═════ Data provided ═════

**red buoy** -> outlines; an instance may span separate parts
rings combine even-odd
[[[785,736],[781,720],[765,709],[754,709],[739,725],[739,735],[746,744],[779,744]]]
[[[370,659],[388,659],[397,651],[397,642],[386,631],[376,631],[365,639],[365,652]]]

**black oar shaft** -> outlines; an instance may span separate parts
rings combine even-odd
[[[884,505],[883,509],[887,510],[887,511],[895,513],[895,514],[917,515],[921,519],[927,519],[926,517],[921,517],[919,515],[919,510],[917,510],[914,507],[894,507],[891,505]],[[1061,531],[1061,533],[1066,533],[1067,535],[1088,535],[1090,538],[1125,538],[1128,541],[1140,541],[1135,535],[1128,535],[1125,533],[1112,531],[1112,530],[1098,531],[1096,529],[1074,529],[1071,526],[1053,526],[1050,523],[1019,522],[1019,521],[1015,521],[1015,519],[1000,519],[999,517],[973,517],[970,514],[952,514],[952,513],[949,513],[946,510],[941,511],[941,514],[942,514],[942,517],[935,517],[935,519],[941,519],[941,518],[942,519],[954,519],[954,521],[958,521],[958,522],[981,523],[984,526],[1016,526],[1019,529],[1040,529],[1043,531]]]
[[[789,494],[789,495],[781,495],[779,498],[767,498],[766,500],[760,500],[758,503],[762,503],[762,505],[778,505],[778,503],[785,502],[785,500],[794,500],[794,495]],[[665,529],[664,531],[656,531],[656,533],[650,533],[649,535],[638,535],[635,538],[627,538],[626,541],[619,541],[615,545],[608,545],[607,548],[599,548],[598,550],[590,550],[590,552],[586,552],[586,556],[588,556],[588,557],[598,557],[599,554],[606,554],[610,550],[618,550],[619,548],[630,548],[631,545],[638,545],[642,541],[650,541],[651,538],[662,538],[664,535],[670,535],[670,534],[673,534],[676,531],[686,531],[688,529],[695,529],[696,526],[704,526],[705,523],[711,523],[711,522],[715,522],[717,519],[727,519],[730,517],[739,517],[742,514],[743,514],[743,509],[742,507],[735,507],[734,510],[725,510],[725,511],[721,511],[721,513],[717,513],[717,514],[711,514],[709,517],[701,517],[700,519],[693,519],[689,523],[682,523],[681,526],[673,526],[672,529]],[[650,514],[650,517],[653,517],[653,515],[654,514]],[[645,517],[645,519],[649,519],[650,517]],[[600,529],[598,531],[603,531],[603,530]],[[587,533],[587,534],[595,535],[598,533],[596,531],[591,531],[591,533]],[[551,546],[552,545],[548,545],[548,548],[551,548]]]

═════

Requirements: Please copy every line of the records above character for character, keeping all line breaks and the blank line.

Answer to this exercise:
**red buoy** -> outlines; an instance may span separate parts
rings combine even-odd
[[[785,736],[781,720],[765,709],[754,709],[739,725],[739,735],[746,744],[779,744]]]
[[[370,659],[388,659],[397,651],[397,642],[386,631],[376,631],[365,639],[365,652]]]

**black oar shaft** -> outlines; an instance may span separate parts
rings combine even-odd
[[[884,505],[883,509],[887,510],[887,511],[895,513],[895,514],[917,515],[921,519],[927,519],[926,517],[921,517],[919,515],[919,510],[917,510],[914,507],[894,507],[891,505]],[[1061,531],[1061,533],[1066,533],[1067,535],[1088,535],[1090,538],[1125,538],[1128,541],[1140,541],[1135,535],[1128,535],[1125,533],[1112,531],[1112,530],[1098,531],[1096,529],[1074,529],[1071,526],[1053,526],[1050,523],[1019,522],[1019,521],[1015,521],[1015,519],[1000,519],[999,517],[973,517],[970,514],[952,514],[952,513],[949,513],[946,510],[941,511],[941,514],[942,514],[942,517],[935,517],[935,519],[941,519],[941,518],[942,519],[954,519],[954,521],[958,521],[958,522],[981,523],[984,526],[1016,526],[1019,529],[1040,529],[1043,531]]]
[[[789,494],[789,495],[781,495],[779,498],[767,498],[766,500],[760,500],[758,503],[762,503],[762,505],[778,505],[778,503],[785,502],[785,500],[794,500],[794,495]],[[665,529],[664,531],[656,531],[656,533],[650,533],[649,535],[638,535],[635,538],[627,538],[626,541],[619,541],[615,545],[608,545],[607,548],[599,548],[598,550],[590,550],[590,552],[586,552],[586,556],[588,556],[588,557],[598,557],[599,554],[606,554],[610,550],[618,550],[619,548],[630,548],[631,545],[638,545],[642,541],[650,541],[651,538],[662,538],[664,535],[670,535],[670,534],[673,534],[676,531],[686,531],[688,529],[695,529],[696,526],[704,526],[705,523],[711,523],[711,522],[715,522],[717,519],[727,519],[730,517],[739,517],[742,514],[743,514],[743,509],[742,507],[735,507],[734,510],[725,510],[725,511],[721,511],[721,513],[717,513],[717,514],[711,514],[709,517],[701,517],[700,519],[693,519],[689,523],[682,523],[681,526],[673,526],[672,529]],[[650,514],[650,517],[653,517],[653,515],[654,514]],[[645,517],[645,519],[649,519],[650,517]],[[600,529],[598,531],[603,531],[603,530]],[[587,533],[587,534],[595,535],[598,533],[596,531],[591,531],[591,533]],[[551,546],[552,545],[548,545],[548,548],[551,548]]]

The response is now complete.